- _Article_
It was after reading this story that Longfellow imagined his story of the
Strong Man Kwasind. Kullervo is born so strong that as an infant he breaks
his cradle to pieces, and as a boy he can not do any work, for all the
tools and instruments break in his grasp. Therefore he gives a great deal
of trouble at home and has to go out into the world to seek his fortune.
In the world, of course, he has just the same trouble; for nobody will
employ him very long. However, the story of Kullervo's feats of strength,
though interesting, need not now concern us. The great charm of this
composition is in the description of a mother's love which it contains.
Kullervo brought misfortune everywhere simply by his strength and by his
great passions--at last committing a terrible crime, causing the death of
his own sister, whom he does not recognize. He goes back home in
desperation and remorse; and there everybody regards him with horror,
except only his mother. She alone tries to console him; she alone tells
him that repentance may bring him rest. He then proposes to go away and
amend his wrong-doing in solitude. But first he bids them all goodbye, and
the episode is characteristic.

- _Task objective_
Copy out the passage above about Kullervo word for word, from start to finish.

- _Data_
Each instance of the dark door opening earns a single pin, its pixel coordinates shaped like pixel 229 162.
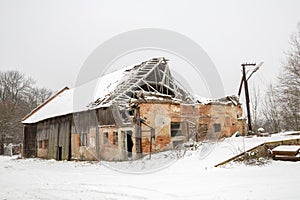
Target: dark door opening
pixel 59 153
pixel 129 144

- _The answer_
It was after reading this story that Longfellow imagined his story of the
Strong Man Kwasind. Kullervo is born so strong that as an infant he breaks
his cradle to pieces, and as a boy he can not do any work, for all the
tools and instruments break in his grasp. Therefore he gives a great deal
of trouble at home and has to go out into the world to seek his fortune.
In the world, of course, he has just the same trouble; for nobody will
employ him very long. However, the story of Kullervo's feats of strength,
though interesting, need not now concern us. The great charm of this
composition is in the description of a mother's love which it contains.
Kullervo brought misfortune everywhere simply by his strength and by his
great passions--at last committing a terrible crime, causing the death of
his own sister, whom he does not recognize. He goes back home in
desperation and remorse; and there everybody regards him with horror,
except only his mother. She alone tries to console him; she alone tells
him that repentance may bring him rest. He then proposes to go away and
amend his wrong-doing in solitude. But first he bids them all goodbye, and
the episode is characteristic.